### TAREFA A
Segundo o texto, qual é a idade média dos agricultores mais isolados?
### TAREFA B
Reescreva de forma mais breve o parágrafo do texto que começa com "A atuação da Comissão Técnica Nacional", mantendo os fatos principais.
### TAREFA C
Por favor, indique se cada afirmação concorda com o texto, respondendo sim ou não e citando as palavras decisivas: (i) a plateia do seminário criticou a postura europeia; (ii) os problemas que travam a adoção de transgênicos na Ásia se limitam à resistência oficial; (iii) Siang Hee Tan é Ph.D em Biologia Molecular.
+++ TEXTO
Ela traçou o panorama no seminário dos 10 anos do CIB, comemorados há uma semana. A plateia se manifestou criticando a postura europeia, que aceita consumir mas não libera a produção, pela pressão de organizações de defesa do ambiente e dos direitos do consumidor.
Os problemas que travam a adoção de transgênicos na Ásia vão além da resistência oficial. "Temos dois grupos diferentes de produtores, o que tem acesso a comunicação e o que não tem. Esses agricultores mais isolados estão com 58 anos de idade em média. Como chegar a eles e falar sobre biotecnologia?", indagou Siang Hee Tan, Ph.D em Biologia Molecular pela Universidade de Ikayama (Japão).
Embates mantêm a CTNBio sob cobrança constante
A atuação da Comissão Técnica Nacional de Biossegurança (CTNBio) vem sendo fortemente questionada por pesquisadores e representantes de organizações que defendem o ambiente e os direitos dos consumidores. Numa verdadeira guerra de argumentos, em que saem derrotados ou não chegam a ser ouvidos, eles alertam que as liberações incorrem em falta de rigor científico e descumprimento de exigências legais.
++++++
+++ INFORMAÇÕES FORNECIDAS
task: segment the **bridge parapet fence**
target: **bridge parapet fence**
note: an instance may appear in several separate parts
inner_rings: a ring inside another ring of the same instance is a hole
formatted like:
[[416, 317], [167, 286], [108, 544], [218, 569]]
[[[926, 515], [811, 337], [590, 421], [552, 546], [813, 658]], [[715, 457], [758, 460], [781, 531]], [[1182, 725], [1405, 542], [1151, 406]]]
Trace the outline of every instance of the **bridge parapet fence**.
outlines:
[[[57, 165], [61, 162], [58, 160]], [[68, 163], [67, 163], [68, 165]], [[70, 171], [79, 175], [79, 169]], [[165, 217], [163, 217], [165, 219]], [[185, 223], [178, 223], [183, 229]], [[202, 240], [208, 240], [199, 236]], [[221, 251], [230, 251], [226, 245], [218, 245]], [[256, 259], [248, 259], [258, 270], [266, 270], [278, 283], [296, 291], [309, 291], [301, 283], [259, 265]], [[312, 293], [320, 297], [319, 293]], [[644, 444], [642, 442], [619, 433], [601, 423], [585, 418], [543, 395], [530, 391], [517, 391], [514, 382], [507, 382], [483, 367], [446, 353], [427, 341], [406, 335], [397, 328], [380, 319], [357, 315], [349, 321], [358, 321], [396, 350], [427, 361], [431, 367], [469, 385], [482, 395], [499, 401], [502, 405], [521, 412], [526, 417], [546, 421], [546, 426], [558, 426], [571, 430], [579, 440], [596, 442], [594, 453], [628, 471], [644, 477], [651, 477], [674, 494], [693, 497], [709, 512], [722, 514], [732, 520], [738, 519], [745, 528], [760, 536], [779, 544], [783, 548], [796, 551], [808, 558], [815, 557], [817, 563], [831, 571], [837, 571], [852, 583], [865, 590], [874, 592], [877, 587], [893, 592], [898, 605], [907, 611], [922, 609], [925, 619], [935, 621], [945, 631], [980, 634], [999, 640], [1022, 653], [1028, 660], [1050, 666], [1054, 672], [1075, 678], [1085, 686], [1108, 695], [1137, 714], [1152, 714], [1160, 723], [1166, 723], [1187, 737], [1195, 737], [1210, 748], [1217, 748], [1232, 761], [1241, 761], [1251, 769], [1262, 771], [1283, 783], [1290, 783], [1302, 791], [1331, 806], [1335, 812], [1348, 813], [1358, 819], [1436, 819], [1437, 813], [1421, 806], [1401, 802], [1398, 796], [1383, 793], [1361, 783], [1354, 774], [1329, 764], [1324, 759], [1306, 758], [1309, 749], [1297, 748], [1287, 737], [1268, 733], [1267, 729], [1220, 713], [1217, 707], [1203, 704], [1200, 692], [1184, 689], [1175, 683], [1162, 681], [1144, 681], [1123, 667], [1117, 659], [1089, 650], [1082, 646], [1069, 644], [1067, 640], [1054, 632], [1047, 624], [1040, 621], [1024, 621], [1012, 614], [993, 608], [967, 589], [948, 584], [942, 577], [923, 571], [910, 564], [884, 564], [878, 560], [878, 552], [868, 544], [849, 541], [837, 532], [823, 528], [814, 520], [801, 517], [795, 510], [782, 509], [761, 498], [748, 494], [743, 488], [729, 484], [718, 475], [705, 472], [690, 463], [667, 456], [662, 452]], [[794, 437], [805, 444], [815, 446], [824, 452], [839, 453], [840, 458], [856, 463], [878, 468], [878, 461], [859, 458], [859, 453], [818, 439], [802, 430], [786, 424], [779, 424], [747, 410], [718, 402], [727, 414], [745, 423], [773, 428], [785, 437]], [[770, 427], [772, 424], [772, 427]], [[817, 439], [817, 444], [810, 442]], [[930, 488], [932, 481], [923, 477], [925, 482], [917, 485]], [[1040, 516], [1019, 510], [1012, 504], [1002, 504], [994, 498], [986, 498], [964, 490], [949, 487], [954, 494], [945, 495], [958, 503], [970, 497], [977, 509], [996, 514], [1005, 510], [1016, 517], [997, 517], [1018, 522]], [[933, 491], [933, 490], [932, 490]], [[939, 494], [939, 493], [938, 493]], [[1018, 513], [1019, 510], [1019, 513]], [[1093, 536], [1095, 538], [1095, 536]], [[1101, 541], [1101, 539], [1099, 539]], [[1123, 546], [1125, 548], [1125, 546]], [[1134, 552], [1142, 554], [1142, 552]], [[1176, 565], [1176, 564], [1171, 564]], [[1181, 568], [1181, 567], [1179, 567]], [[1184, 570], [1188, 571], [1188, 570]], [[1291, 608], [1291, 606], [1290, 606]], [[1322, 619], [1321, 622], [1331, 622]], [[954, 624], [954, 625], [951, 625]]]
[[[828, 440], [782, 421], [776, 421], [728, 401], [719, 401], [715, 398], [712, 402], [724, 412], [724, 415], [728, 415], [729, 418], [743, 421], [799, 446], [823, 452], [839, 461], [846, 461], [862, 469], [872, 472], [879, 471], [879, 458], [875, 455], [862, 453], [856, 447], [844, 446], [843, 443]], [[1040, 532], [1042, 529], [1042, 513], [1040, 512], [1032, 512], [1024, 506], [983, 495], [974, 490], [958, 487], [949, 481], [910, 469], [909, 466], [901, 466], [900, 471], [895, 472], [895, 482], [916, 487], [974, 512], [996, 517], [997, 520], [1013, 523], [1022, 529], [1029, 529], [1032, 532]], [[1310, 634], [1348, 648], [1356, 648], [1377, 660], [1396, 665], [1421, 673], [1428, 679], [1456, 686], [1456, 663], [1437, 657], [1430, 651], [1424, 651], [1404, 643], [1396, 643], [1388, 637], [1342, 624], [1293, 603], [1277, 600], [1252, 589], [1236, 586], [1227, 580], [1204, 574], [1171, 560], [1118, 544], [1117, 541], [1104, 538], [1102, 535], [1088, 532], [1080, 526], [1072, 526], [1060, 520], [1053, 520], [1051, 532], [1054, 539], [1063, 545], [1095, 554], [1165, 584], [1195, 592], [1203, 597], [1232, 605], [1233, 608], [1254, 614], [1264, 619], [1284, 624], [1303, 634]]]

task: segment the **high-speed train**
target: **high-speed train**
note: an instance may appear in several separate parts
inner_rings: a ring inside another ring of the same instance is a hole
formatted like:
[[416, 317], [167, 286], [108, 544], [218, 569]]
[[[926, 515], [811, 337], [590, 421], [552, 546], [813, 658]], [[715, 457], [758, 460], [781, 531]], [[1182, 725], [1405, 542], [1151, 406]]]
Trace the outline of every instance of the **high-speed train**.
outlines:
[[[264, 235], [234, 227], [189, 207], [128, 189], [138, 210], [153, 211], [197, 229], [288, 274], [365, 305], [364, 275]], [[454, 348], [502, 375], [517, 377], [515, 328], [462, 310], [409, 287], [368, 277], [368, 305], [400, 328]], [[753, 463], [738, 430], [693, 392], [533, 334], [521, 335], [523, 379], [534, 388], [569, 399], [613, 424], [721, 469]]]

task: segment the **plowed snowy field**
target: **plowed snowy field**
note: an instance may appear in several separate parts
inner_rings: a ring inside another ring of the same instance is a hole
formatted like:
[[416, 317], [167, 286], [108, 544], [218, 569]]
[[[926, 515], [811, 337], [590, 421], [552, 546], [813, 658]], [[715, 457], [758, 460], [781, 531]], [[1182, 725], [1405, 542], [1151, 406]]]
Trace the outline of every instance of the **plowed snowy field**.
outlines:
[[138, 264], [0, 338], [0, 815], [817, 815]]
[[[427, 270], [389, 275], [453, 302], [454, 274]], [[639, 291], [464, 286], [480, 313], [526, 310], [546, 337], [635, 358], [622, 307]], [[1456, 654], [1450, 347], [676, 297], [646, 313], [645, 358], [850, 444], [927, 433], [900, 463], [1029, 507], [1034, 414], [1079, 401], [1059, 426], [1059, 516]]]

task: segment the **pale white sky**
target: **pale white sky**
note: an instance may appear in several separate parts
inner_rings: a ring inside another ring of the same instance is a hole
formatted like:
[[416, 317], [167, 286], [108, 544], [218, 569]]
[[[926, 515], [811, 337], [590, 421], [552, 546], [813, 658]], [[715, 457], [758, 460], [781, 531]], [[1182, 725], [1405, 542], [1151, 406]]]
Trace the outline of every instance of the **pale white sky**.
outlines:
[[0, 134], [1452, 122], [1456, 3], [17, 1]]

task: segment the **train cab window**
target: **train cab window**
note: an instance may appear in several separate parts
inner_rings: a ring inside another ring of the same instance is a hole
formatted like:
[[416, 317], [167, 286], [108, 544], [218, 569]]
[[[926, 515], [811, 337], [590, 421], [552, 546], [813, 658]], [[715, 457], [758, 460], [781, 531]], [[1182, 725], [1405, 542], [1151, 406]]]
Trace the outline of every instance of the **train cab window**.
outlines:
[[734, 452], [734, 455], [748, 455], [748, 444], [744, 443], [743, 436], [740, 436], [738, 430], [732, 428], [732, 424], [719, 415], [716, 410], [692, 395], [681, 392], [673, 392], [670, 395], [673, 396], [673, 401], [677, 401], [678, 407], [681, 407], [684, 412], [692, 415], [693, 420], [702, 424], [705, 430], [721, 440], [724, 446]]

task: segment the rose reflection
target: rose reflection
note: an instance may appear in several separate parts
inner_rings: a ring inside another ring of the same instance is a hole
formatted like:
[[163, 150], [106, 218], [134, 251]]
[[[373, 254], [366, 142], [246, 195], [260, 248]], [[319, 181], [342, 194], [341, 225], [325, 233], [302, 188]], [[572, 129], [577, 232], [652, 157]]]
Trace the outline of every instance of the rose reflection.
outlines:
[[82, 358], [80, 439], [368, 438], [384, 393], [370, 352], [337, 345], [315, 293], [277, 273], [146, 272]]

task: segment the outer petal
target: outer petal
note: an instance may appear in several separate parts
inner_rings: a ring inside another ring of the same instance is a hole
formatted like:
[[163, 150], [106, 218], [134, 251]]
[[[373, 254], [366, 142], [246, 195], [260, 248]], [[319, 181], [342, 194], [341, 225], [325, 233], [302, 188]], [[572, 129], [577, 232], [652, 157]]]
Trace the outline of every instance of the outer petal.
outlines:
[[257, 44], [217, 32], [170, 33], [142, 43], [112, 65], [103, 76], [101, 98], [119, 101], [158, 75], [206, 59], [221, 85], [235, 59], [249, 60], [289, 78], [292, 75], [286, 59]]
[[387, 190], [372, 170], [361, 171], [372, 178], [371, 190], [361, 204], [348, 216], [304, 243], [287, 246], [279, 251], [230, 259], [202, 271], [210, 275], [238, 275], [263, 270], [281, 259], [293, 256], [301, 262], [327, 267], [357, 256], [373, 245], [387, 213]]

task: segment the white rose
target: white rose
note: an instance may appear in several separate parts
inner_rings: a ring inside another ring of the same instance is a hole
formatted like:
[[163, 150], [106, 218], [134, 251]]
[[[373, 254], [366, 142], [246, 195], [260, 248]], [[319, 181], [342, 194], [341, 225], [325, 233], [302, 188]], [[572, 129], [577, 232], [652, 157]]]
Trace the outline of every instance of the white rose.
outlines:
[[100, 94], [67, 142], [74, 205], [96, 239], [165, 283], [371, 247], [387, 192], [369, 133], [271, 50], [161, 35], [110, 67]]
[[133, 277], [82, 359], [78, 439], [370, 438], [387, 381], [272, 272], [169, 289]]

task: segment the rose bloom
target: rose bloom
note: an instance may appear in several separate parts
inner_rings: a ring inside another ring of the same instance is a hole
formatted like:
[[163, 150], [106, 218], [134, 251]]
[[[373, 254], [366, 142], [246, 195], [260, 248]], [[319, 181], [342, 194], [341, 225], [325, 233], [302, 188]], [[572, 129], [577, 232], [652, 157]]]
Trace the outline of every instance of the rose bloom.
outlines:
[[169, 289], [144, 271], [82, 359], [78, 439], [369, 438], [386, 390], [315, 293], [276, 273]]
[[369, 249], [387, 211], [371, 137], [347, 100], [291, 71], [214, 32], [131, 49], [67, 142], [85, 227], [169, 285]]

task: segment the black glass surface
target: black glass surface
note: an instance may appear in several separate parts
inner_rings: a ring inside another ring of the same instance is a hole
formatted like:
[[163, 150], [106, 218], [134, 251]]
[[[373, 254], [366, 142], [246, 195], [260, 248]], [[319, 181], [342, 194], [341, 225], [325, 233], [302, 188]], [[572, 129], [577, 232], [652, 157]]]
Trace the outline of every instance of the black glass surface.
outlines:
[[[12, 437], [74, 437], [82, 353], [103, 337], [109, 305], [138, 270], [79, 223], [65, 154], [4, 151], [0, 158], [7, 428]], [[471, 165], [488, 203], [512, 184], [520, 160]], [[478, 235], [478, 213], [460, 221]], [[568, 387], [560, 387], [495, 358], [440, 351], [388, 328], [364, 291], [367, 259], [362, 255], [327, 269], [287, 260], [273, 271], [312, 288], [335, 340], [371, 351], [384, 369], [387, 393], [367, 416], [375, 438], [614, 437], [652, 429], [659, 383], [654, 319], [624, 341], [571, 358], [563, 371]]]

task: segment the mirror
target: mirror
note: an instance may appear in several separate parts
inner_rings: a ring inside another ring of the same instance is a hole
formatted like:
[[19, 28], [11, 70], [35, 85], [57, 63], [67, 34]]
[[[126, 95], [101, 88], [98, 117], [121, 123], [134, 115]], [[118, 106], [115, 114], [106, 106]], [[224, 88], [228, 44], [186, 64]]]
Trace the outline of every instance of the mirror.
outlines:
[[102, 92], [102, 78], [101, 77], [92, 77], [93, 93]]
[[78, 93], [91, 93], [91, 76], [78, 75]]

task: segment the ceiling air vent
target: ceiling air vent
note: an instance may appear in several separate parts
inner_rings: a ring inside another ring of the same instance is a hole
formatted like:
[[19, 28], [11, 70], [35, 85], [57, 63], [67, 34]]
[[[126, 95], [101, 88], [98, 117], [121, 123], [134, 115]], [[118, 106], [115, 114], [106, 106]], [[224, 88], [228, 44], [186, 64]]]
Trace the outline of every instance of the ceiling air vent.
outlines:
++++++
### RESPOSTA A
58 anos.

### RESPOSTA B
A CTNBio vem sendo fortemente questionada por pesquisadores e por representantes de organizações de defesa do ambiente e dos consumidores. Derrotados ou sem chegar a ser ouvidos, eles alertam que as liberações carecem de rigor científico e descumprem exigências legais.

### RESPOSTA C
(i) Sim: "A plateia se manifestou criticando a postura europeia".
(ii) Não: "Os problemas que travam a adoção de transgênicos na Ásia vão além da resistência oficial."
(iii) Sim: "Ph.D em Biologia Molecular pela Universidade de Ikayama (Japão)".